SPCMSC Research Microbiologist Christina Kellogg and colleague Zoe Pratte publish a new paper, “Comparison of preservation and extraction methods on five taxonomically disparate coral microbiomes” in the journal Frontiers in Marine Science. 

A woman with gloves and safety glasses inserts a tray of tiny samples into a laboratory instrument
SPCMSC Research Microbiologist Christina Kellogg loading coral samples into an automated DNA extraction instrument for processing. (Credit: Chris Kellogg, USGS. Public domain.)

The study finds that it may be possible to compare more broadly across microbiome studies employing different methodologies than previously thought and underscores the importance of internal controls for data quality assurance. 

There is little agreement as to the best methodologies for preserving and extracting DNA from host-associated microbiomes that are vastly different from humans. This study examines methodology practices when working with challenging host-associated microbiomes, such as those associated with various coral species. In a field with very little consensus, Kellogg and Pratte discuss the feasibility and pitfalls of comparing samples across different methodologies. They suggest that samples that have been preserved with RNAlater, DNA/RNA Shield, or liquid nitrogen are similar enough to be compared across studies. Although small significant differences exist between extraction methods, those containing a bead-beating step are also similar enough to compare across studies, as long as researchers understand the caveat that small, subtle differences are likely to occur between methodologies. This finding is critical, as it will expand capacity for cross comparison of microbiomes preserved and extracted in different manners.

* Assignment
From the coral microbiome excerpt, extract the passage between "The study finds" and "data quality assurance.", inclusive.

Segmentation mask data

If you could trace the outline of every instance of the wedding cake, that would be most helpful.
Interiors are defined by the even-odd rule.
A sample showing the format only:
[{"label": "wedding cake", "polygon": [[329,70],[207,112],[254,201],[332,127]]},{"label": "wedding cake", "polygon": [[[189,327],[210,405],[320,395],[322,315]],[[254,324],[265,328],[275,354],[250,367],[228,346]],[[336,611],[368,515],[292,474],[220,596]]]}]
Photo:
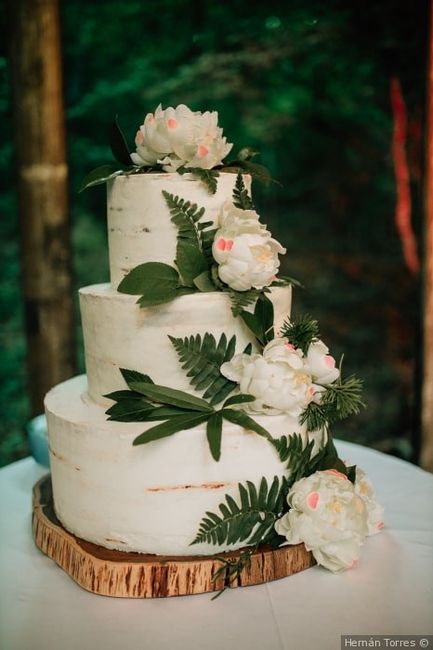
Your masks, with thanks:
[{"label": "wedding cake", "polygon": [[158,107],[135,153],[115,132],[125,168],[87,179],[108,187],[111,277],[79,292],[87,375],[46,396],[56,515],[108,549],[304,542],[349,568],[382,526],[330,433],[359,410],[360,383],[316,321],[290,317],[285,249],[251,197],[265,171],[248,150],[223,163],[217,119]]}]

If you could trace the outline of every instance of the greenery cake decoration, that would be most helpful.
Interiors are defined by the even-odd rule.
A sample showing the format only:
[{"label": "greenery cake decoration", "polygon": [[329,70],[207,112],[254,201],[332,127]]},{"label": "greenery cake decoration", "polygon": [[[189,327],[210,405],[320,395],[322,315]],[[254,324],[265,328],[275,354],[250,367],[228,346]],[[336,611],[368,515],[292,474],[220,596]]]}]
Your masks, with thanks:
[{"label": "greenery cake decoration", "polygon": [[[204,208],[163,190],[177,229],[174,266],[145,262],[126,275],[118,290],[138,295],[142,308],[195,292],[227,292],[233,315],[250,329],[254,343],[237,352],[236,336],[228,339],[224,333],[219,340],[208,332],[169,336],[194,392],[158,385],[146,374],[121,369],[126,388],[105,396],[114,402],[107,415],[118,422],[156,422],[135,438],[134,445],[151,444],[205,424],[215,462],[221,458],[225,421],[262,436],[278,455],[282,475],[270,482],[262,477],[258,487],[250,481],[240,483],[237,499],[226,494],[217,512],[203,514],[191,544],[244,543],[238,560],[220,558],[220,571],[228,566],[232,579],[263,544],[278,547],[303,542],[319,564],[341,571],[356,565],[367,535],[383,527],[383,511],[371,483],[362,470],[338,457],[331,434],[333,423],[359,413],[364,406],[362,382],[354,375],[343,379],[343,359],[337,367],[320,339],[317,321],[309,315],[288,317],[280,331],[274,331],[269,292],[274,286],[299,283],[277,276],[278,255],[285,249],[259,222],[242,173],[265,182],[270,176],[264,167],[251,162],[256,152],[248,148],[223,164],[232,145],[223,137],[217,117],[217,113],[192,112],[184,105],[166,110],[159,106],[137,131],[137,149],[132,154],[116,119],[110,143],[122,168],[99,167],[86,177],[83,188],[120,174],[162,170],[192,173],[215,193],[221,171],[237,173],[232,205],[223,208],[217,224],[206,221]],[[172,131],[185,125],[193,134],[192,141],[179,145]],[[260,251],[261,261],[267,263],[265,274],[258,273],[260,264],[254,255],[244,275],[240,278],[236,273],[241,240],[250,251],[254,246]],[[257,373],[261,381],[255,383]],[[255,419],[257,413],[295,416],[308,432],[306,441],[290,431],[273,438]],[[310,436],[315,432],[324,439],[318,450]],[[217,575],[218,571],[214,578]]]}]

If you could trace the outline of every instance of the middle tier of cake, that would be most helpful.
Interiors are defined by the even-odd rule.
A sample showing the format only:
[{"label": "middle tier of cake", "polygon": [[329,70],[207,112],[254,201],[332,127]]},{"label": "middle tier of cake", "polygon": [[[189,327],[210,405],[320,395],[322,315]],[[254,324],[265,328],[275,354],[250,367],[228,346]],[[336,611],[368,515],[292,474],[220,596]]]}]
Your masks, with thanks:
[{"label": "middle tier of cake", "polygon": [[[278,330],[290,316],[291,288],[275,287],[268,294],[274,306],[274,325]],[[84,349],[90,398],[111,404],[104,395],[126,388],[120,368],[138,370],[157,384],[191,391],[186,372],[169,336],[184,338],[212,334],[236,336],[236,352],[255,337],[243,322],[234,317],[227,293],[197,293],[176,298],[170,303],[142,309],[135,296],[113,290],[109,284],[80,289]]]}]

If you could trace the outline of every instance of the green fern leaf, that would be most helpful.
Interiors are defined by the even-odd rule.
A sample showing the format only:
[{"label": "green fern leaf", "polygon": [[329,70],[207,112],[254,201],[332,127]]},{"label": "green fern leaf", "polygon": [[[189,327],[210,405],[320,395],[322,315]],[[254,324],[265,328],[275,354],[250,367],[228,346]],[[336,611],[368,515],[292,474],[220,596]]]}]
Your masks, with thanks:
[{"label": "green fern leaf", "polygon": [[239,484],[238,489],[240,505],[226,494],[218,514],[205,514],[192,544],[251,545],[275,536],[274,523],[283,512],[287,481],[275,476],[269,487],[263,477],[258,489],[251,481]]},{"label": "green fern leaf", "polygon": [[254,210],[252,199],[245,188],[244,179],[240,172],[236,176],[235,188],[233,190],[233,203],[241,210]]},{"label": "green fern leaf", "polygon": [[204,399],[209,399],[212,405],[222,402],[236,387],[236,382],[226,379],[220,367],[230,361],[235,353],[236,336],[227,341],[222,334],[218,343],[212,334],[206,333],[185,338],[169,336],[176,350],[182,368],[187,370],[190,384],[197,391],[203,391]]}]

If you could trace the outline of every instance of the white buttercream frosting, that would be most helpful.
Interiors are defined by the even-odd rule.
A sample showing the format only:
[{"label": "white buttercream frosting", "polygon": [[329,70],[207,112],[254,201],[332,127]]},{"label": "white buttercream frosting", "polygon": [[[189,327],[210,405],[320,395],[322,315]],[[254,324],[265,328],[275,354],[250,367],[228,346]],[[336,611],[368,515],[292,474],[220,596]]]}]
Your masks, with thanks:
[{"label": "white buttercream frosting", "polygon": [[[238,499],[238,483],[258,485],[262,476],[270,483],[286,474],[269,442],[224,422],[219,462],[205,425],[134,447],[134,438],[154,423],[109,422],[85,391],[80,376],[45,399],[55,509],[68,530],[107,548],[160,555],[209,555],[244,545],[190,544],[207,511],[217,512],[226,494]],[[274,437],[297,431],[306,440],[289,416],[256,420]]]},{"label": "white buttercream frosting", "polygon": [[[291,289],[275,287],[269,295],[278,329],[290,314]],[[108,403],[103,395],[126,388],[119,368],[138,370],[171,388],[191,390],[168,335],[183,338],[209,332],[218,340],[223,333],[228,339],[235,334],[237,352],[255,340],[243,320],[232,315],[228,294],[220,291],[140,309],[135,296],[98,284],[80,290],[80,307],[89,394],[95,402]]]},{"label": "white buttercream frosting", "polygon": [[[220,173],[215,194],[192,174],[149,173],[117,176],[108,183],[107,220],[111,284],[144,262],[173,265],[177,228],[162,191],[206,209],[202,221],[215,222],[223,204],[232,199],[236,174]],[[249,189],[251,178],[244,176]]]}]

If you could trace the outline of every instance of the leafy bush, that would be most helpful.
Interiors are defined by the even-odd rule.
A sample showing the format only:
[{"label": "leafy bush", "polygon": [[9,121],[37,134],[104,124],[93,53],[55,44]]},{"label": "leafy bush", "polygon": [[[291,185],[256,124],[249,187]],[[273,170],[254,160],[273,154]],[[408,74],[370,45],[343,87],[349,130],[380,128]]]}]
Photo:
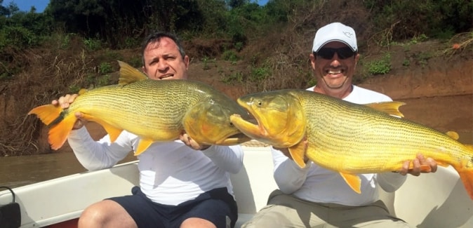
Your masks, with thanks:
[{"label": "leafy bush", "polygon": [[371,75],[386,74],[391,71],[391,55],[386,53],[381,60],[368,62],[366,67]]}]

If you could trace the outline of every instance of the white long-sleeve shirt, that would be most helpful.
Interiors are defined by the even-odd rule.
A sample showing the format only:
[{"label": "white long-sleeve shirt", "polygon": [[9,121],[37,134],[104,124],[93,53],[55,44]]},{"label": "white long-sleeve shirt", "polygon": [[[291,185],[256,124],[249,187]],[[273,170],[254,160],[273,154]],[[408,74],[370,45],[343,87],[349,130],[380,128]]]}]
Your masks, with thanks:
[{"label": "white long-sleeve shirt", "polygon": [[[95,141],[86,128],[72,130],[68,142],[79,161],[89,170],[110,168],[137,148],[139,138],[123,131],[115,142],[105,135]],[[243,166],[239,145],[213,145],[196,151],[180,140],[154,142],[138,155],[140,187],[152,201],[178,205],[203,192],[227,187],[233,195],[229,173]]]},{"label": "white long-sleeve shirt", "polygon": [[[314,91],[314,87],[307,90]],[[356,86],[343,100],[357,104],[392,100],[385,95]],[[385,191],[391,192],[399,189],[406,178],[405,175],[393,173],[359,174],[361,194],[359,194],[337,172],[322,168],[312,161],[301,168],[281,151],[272,148],[272,153],[274,163],[274,179],[279,189],[313,202],[346,206],[366,205],[379,199],[376,183]]]}]

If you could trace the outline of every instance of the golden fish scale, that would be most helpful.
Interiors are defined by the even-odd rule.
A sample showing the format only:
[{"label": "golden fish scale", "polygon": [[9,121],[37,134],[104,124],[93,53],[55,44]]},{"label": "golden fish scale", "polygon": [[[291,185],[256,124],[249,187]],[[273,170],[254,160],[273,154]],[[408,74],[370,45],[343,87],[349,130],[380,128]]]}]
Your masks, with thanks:
[{"label": "golden fish scale", "polygon": [[305,110],[307,156],[321,166],[359,173],[397,170],[418,153],[446,163],[467,159],[472,166],[465,147],[441,132],[364,105],[309,93],[296,96]]},{"label": "golden fish scale", "polygon": [[187,108],[211,95],[220,96],[189,81],[144,80],[88,91],[76,99],[67,114],[81,112],[138,135],[155,140],[172,140],[182,130]]}]

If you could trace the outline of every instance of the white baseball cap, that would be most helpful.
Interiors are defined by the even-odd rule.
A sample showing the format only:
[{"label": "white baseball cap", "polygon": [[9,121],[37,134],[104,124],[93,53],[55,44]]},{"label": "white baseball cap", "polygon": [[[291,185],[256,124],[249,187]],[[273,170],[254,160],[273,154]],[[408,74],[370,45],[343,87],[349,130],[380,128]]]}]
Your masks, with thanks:
[{"label": "white baseball cap", "polygon": [[353,28],[340,22],[333,22],[321,27],[315,33],[312,51],[317,53],[320,48],[331,41],[344,43],[354,52],[358,50],[357,35]]}]

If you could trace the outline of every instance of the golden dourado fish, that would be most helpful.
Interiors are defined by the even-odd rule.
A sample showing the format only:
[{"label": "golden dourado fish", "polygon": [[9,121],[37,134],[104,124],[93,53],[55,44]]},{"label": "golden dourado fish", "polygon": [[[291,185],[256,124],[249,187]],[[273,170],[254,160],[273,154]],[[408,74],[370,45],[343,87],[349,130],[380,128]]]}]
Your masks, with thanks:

* Response to this exercise
The study finds that it may be possible to compare more broadly across microbiome studies employing different methodologies than previously thought and underscores the importance of internal controls for data quality assurance.